Saved entries:
>> START

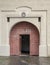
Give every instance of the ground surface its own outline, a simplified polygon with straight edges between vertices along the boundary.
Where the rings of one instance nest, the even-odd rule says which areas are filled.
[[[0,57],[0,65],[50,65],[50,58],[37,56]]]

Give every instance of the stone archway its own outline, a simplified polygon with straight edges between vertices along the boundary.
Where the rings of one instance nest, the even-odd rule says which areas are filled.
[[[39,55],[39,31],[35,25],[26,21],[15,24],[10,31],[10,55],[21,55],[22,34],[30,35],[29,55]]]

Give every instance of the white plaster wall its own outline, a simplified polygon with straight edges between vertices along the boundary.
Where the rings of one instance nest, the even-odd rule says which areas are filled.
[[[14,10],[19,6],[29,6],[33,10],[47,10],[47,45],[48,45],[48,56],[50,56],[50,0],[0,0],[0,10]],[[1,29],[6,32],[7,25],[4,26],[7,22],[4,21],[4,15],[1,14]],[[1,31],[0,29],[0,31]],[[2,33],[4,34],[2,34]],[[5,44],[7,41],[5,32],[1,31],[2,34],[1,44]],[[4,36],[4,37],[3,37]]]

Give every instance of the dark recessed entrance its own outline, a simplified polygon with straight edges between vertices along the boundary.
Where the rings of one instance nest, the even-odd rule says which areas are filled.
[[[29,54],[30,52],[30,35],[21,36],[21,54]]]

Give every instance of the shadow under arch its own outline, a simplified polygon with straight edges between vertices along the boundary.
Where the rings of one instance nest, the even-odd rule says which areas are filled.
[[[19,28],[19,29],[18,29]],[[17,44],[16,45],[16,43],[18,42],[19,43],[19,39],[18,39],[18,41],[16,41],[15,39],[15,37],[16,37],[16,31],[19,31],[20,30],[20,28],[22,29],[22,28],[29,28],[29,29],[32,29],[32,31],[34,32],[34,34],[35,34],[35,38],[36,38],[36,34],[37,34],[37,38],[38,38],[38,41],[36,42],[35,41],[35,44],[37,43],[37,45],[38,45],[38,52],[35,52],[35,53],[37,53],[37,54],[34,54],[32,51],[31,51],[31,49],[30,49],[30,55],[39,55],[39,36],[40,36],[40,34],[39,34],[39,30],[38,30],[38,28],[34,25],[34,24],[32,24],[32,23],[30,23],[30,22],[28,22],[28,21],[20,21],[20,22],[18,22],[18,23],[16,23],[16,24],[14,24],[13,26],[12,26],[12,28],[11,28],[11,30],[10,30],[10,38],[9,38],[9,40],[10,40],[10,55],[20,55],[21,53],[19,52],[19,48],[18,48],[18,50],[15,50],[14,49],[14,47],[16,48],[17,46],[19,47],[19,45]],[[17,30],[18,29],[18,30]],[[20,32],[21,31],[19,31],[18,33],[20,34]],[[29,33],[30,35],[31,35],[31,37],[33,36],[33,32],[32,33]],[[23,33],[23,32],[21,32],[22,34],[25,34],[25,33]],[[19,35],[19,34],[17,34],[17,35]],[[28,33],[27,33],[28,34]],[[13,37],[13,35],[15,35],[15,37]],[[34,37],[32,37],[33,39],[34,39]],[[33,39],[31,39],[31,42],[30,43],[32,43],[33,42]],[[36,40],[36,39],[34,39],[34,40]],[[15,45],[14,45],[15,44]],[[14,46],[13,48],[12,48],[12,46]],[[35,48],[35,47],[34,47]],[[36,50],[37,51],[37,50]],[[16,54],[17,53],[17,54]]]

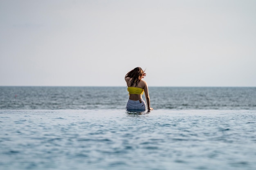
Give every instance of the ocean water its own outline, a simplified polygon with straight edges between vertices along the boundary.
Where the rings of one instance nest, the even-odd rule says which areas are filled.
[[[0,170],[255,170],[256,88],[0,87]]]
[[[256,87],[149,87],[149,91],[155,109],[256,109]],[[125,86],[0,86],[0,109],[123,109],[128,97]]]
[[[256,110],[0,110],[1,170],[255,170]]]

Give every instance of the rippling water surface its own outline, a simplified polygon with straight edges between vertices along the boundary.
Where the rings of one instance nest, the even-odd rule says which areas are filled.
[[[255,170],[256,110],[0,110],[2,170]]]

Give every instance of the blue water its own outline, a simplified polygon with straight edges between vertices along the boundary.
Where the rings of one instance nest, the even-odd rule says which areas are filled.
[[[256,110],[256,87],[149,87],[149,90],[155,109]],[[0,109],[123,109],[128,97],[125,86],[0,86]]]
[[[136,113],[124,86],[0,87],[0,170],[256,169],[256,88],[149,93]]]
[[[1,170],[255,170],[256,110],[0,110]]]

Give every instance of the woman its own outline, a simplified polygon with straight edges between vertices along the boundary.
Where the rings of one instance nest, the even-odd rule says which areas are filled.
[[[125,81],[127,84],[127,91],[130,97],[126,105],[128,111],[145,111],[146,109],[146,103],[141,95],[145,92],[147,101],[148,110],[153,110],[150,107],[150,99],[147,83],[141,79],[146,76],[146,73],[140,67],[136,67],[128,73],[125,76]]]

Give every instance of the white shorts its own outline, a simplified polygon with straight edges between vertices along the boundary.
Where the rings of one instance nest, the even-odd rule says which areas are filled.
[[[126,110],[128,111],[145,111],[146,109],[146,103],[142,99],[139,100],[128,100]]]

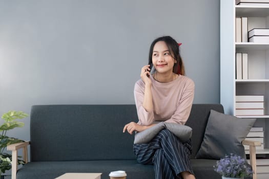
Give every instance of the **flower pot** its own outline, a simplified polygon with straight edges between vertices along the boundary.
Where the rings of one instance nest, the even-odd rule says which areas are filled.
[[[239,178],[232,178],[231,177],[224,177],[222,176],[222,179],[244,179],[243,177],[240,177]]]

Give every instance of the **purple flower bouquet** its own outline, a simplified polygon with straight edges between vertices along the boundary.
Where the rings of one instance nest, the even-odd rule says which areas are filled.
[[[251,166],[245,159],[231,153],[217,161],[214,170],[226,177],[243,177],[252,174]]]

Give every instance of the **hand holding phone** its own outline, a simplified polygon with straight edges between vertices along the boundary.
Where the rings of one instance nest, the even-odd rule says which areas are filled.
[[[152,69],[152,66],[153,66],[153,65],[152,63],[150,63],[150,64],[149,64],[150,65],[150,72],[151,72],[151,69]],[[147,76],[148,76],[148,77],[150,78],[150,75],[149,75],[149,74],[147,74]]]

>> END

- _Exercise_
Update all of the records above by swapping "straight edges" for "straight lines" wherever it occurs, keeping everything else the same. Leave the pictures out of your reproduction.

- _Result of the task_
Give every instance of the ground surface its own outline, a simplified polygon with straight lines between vertices along the boundary.
Where the rings of one instance nest, the even-odd rule says which areas are filled.
[[[0,57],[0,65],[50,65],[50,58],[37,56]]]

Give every instance of the stone archway its own outline, a simplified polygon with straight lines between vertices along the boundary.
Where the rings of one instance nest, the even-odd rule says which areas are filled.
[[[39,55],[39,31],[35,25],[26,21],[15,24],[10,31],[10,55],[21,55],[22,34],[30,35],[29,55]]]

Give every instance of the white plaster wall its own outline, a simplified polygon with straight lines between vertices along the boundary.
Where the rings of one instance nest, the even-odd rule says which areas are filled.
[[[14,10],[19,6],[29,6],[33,10],[47,10],[47,45],[48,45],[48,56],[50,56],[50,0],[0,0],[0,10]],[[1,29],[6,32],[7,25],[4,26],[7,22],[4,21],[4,15],[1,14]],[[1,31],[0,29],[0,31]],[[2,33],[4,34],[2,34]],[[5,44],[7,41],[5,32],[1,31],[2,34],[1,44]],[[4,36],[4,37],[3,37]]]

Give every instance of the dark recessed entrance its own outline, a simplified polygon with straight lines between vertices along the boundary.
Where the rings of one instance nest, the even-odd rule says which areas are filled.
[[[29,54],[30,52],[30,35],[21,36],[21,54]]]

Give every instance of the shadow under arch its own outline, a simplified polygon with straight lines between vertices along the boundary.
Where the rings of one instance nest, the even-odd rule says which areas are filled.
[[[19,28],[19,29],[18,29]],[[17,44],[16,45],[16,43],[18,42],[19,43],[19,39],[18,39],[18,41],[16,41],[15,39],[15,37],[16,37],[16,31],[19,31],[20,30],[20,28],[22,29],[22,28],[29,28],[29,29],[32,29],[32,31],[34,32],[34,34],[35,34],[35,38],[36,38],[36,34],[37,34],[37,38],[38,38],[38,41],[36,42],[35,41],[35,44],[37,43],[37,45],[38,45],[38,52],[35,52],[35,53],[37,53],[37,54],[34,54],[32,51],[31,51],[31,49],[30,49],[30,55],[39,55],[39,36],[40,36],[40,34],[39,34],[39,30],[38,30],[38,28],[34,25],[34,24],[32,24],[32,23],[30,23],[30,22],[28,22],[28,21],[20,21],[20,22],[18,22],[18,23],[16,23],[16,24],[14,24],[13,26],[12,26],[12,28],[11,28],[11,30],[10,30],[10,38],[9,38],[9,40],[10,40],[10,55],[20,55],[21,53],[19,52],[19,48],[18,48],[18,50],[15,50],[14,49],[14,47],[16,48],[17,46],[19,47],[19,45]],[[17,30],[18,29],[18,30]],[[20,32],[21,31],[19,31],[18,33],[20,34]],[[29,33],[30,35],[31,35],[31,37],[33,36],[33,32],[32,33]],[[23,33],[23,32],[21,32],[22,34],[25,34],[25,33]],[[19,35],[19,34],[17,34],[17,35]],[[28,33],[27,33],[28,34]],[[13,37],[13,35],[15,35],[15,37]],[[34,37],[32,37],[33,39],[34,39]],[[33,39],[31,39],[31,42],[30,43],[32,43],[33,42]],[[36,40],[36,39],[34,39],[34,40]],[[15,45],[14,45],[15,44]],[[14,46],[13,48],[12,48],[12,46]],[[35,48],[35,47],[34,47]],[[36,50],[37,51],[37,50]],[[16,54],[17,53],[17,54]]]

Give every instance of the ocean water its own outline, a simplified polygon with straight lines between vertices along the boundary.
Where the rings of one instance nest, the even-odd rule says which areas are filled.
[[[0,170],[255,170],[256,88],[0,87]]]
[[[256,87],[149,87],[149,91],[155,109],[256,109]],[[125,86],[0,86],[0,109],[123,109],[128,97]]]
[[[256,110],[0,110],[1,170],[255,170]]]

Give every instance of the rippling water surface its own outline, a simplified polygon with straight lines between vertices along the boundary.
Where the rings of one instance nest, the even-odd rule says which areas are filled.
[[[255,170],[256,110],[0,110],[2,170]]]

Give every instance of the blue water its own outline, a simplified polygon with straight lines between vertices along the boundary.
Where the rings of one instance nest, the even-odd rule says which areas are filled.
[[[256,110],[256,87],[149,87],[149,90],[155,109]],[[0,109],[123,109],[128,97],[125,86],[0,86]]]
[[[136,113],[124,86],[0,87],[0,170],[256,169],[256,88],[149,93]]]
[[[1,170],[255,170],[256,110],[0,110]]]

Give every instance of the woman its own outline, a simplified polygon with straight lines between vertices along the boundary.
Where the rings of one instance nest, the even-odd rule says which areas are filled.
[[[125,81],[127,84],[127,91],[130,97],[126,105],[128,111],[145,111],[146,109],[146,103],[141,95],[145,92],[147,101],[148,110],[153,110],[150,107],[150,99],[147,83],[141,79],[146,76],[146,73],[140,67],[136,67],[128,73],[125,76]]]

Give every instance of the white shorts its own outline, a simplified polygon with straight lines between vertices along the boundary.
Where the rings of one instance nest, the even-odd rule says which areas are filled.
[[[126,110],[128,111],[145,111],[146,109],[146,103],[142,99],[139,100],[128,100]]]

Give every instance of the **flower pot** its own outline, a simplified polygon with straight lines between vertices along the boundary.
Where the rings of one instance nest, the even-odd rule says which areas are filled.
[[[239,178],[232,178],[231,177],[224,177],[222,176],[222,179],[244,179],[243,177],[240,177]]]

Give every instance of the **purple flower bouquet** its own outline, a simplified polygon with straight lines between vertices along the boundary.
Where the rings of one instance nest, the even-odd rule says which areas are filled.
[[[251,166],[245,159],[231,153],[217,161],[214,170],[226,177],[243,177],[252,174]]]

Give every instance of the **hand holding phone** its own outline, a simplified polygon with straight lines between vertices along the boundary.
Where the rings of one instance nest, the even-odd rule says which areas are filled.
[[[152,69],[152,66],[153,66],[153,65],[152,63],[150,63],[150,64],[149,64],[150,65],[150,72],[151,72],[151,69]],[[147,76],[148,76],[148,77],[150,78],[150,75],[149,75],[149,74],[147,74]]]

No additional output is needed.